## Required work
How many lines in the entries below contain the string "ribbon"? Matching is case-sensitive, and the reply should be the number alone.
════════
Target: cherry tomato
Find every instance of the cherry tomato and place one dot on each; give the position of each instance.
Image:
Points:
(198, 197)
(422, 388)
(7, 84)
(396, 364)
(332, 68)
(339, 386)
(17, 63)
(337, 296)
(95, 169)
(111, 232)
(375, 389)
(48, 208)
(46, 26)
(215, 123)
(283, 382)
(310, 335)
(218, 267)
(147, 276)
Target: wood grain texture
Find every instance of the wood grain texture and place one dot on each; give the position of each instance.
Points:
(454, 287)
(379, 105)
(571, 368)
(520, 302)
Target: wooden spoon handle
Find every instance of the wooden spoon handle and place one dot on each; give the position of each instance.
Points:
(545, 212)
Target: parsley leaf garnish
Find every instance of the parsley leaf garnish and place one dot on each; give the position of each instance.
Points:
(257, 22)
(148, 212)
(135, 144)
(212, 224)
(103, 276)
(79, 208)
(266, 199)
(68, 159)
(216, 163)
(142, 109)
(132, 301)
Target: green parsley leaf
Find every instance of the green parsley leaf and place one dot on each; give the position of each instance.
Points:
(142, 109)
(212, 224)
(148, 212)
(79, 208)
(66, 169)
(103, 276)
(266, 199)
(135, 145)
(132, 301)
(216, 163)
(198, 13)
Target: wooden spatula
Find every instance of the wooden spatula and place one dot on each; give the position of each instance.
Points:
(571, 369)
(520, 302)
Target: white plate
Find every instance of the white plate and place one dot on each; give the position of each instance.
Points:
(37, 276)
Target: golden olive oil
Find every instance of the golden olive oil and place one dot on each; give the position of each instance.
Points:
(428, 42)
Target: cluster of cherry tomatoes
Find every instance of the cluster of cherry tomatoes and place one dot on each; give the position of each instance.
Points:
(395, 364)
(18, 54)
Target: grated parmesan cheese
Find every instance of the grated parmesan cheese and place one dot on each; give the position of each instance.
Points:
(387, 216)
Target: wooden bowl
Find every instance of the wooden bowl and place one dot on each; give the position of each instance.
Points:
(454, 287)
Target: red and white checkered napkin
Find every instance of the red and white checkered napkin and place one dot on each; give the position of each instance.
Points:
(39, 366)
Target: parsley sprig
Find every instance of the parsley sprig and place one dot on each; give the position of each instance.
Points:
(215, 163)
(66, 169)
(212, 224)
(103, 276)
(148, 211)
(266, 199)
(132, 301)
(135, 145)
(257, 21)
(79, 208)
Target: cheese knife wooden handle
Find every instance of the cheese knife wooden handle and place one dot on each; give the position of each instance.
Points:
════════
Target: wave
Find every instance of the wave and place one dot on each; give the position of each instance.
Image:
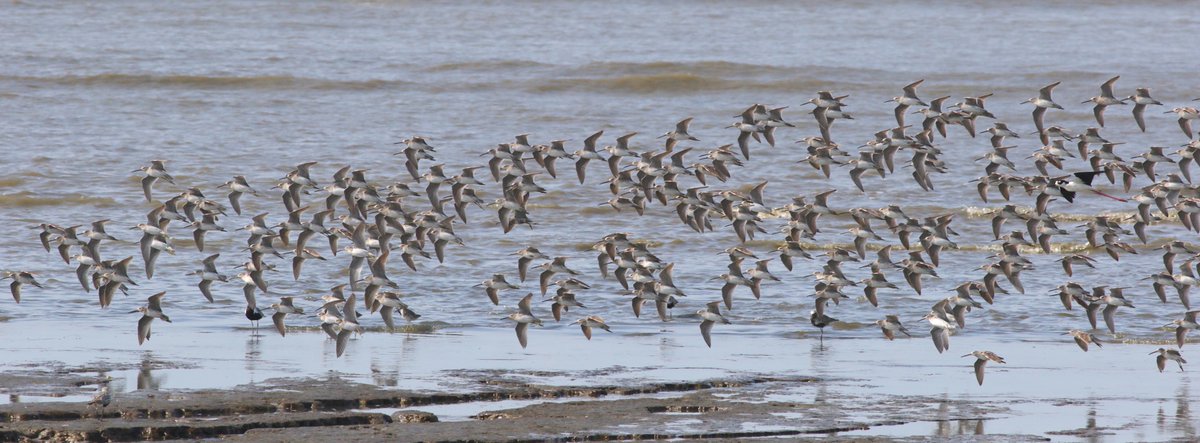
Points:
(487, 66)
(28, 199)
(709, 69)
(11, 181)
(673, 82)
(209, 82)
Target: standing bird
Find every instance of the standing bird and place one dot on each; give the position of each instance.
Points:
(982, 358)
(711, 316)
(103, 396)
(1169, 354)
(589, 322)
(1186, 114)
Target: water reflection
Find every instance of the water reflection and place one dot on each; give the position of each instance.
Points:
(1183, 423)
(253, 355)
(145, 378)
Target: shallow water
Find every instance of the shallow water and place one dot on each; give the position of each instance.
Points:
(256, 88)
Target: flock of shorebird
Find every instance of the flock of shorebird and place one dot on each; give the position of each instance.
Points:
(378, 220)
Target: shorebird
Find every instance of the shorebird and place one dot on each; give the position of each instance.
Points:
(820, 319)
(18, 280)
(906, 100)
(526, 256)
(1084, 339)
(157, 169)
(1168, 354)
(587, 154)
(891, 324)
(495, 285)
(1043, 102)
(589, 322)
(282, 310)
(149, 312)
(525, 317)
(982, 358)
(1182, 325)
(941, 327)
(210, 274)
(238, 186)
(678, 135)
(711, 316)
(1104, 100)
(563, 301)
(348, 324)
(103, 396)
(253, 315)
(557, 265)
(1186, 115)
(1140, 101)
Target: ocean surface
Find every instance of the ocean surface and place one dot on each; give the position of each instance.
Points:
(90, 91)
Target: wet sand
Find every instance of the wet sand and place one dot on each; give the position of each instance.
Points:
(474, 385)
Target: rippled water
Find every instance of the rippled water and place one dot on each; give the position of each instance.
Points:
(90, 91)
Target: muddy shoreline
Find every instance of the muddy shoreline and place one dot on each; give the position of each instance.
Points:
════════
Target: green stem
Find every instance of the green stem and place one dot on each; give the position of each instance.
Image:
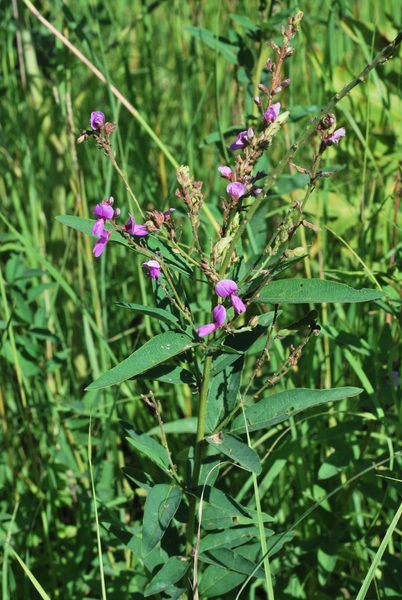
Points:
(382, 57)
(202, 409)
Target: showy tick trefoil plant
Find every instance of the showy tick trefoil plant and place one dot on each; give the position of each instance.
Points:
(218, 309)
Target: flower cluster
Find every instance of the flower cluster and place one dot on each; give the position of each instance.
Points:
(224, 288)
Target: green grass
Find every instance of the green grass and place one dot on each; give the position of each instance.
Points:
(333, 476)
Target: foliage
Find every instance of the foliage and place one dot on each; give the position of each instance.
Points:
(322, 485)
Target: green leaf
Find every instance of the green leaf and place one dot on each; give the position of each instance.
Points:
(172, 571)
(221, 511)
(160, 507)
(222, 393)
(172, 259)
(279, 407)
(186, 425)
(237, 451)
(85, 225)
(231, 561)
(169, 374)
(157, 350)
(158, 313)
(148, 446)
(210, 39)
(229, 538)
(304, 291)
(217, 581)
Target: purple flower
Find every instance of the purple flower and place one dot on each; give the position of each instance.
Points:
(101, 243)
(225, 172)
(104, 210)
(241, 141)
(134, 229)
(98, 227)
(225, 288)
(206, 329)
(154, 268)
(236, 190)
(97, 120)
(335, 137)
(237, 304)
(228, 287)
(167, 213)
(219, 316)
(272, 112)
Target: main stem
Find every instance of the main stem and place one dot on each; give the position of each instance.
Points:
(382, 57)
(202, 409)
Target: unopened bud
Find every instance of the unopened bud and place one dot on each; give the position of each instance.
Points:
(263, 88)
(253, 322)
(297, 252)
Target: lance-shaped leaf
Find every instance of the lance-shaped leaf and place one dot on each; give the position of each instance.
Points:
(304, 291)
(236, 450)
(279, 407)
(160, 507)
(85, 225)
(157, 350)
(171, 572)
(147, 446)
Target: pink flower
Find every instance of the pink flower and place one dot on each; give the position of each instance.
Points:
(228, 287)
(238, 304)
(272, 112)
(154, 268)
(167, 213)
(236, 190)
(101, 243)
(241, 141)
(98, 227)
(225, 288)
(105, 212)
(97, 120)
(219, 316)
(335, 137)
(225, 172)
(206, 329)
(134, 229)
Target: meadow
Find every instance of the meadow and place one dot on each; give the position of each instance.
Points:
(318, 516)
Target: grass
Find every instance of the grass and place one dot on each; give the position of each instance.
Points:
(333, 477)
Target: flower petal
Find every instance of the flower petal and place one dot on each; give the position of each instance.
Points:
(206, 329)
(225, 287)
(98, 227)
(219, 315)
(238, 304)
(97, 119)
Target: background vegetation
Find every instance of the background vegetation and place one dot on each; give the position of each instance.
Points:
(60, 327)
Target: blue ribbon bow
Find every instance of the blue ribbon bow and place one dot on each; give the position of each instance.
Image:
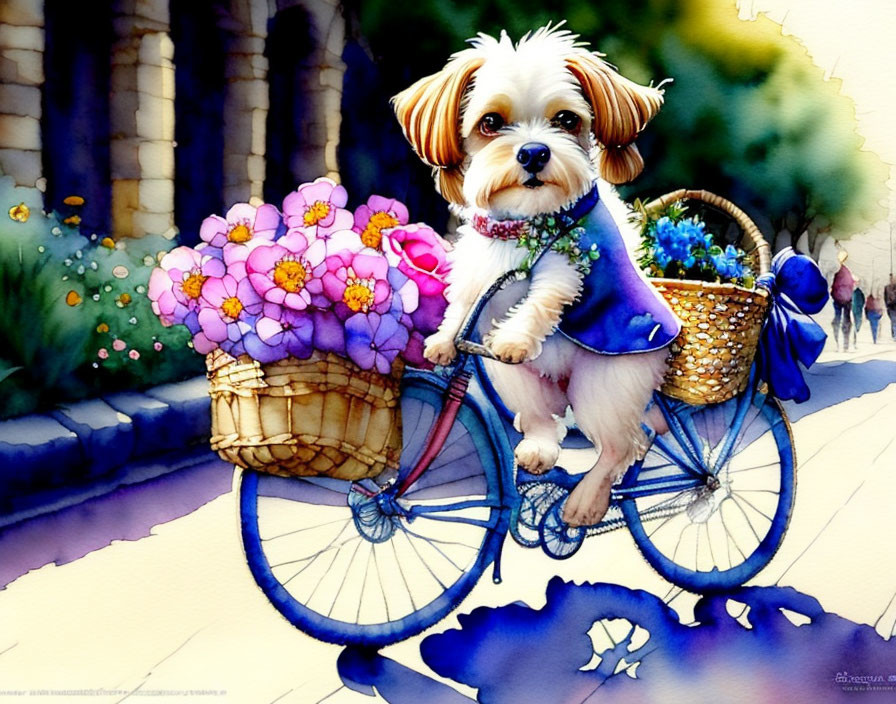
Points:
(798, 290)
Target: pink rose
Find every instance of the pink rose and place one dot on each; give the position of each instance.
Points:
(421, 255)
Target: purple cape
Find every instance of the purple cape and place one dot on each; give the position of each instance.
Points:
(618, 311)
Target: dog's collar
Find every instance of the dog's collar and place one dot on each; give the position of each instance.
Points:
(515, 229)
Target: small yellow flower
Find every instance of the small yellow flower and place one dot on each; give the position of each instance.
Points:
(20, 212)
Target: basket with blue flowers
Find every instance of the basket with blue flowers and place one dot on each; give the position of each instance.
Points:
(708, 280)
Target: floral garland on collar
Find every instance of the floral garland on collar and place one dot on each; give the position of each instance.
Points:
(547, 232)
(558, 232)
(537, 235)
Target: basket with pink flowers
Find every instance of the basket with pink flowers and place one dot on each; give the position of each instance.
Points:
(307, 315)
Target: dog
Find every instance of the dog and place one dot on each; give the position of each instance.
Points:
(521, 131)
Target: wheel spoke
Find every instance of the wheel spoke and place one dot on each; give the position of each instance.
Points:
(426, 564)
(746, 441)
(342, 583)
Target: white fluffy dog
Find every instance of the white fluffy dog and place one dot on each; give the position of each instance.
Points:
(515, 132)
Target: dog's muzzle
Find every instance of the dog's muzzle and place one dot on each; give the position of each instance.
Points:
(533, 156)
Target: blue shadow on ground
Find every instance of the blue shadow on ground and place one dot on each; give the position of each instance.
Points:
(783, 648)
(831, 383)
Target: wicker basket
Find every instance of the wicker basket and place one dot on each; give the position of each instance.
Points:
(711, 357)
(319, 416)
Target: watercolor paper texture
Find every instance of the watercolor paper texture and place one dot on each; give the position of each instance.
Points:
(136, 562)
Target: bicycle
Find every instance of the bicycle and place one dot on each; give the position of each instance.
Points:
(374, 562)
════════
## Task output
2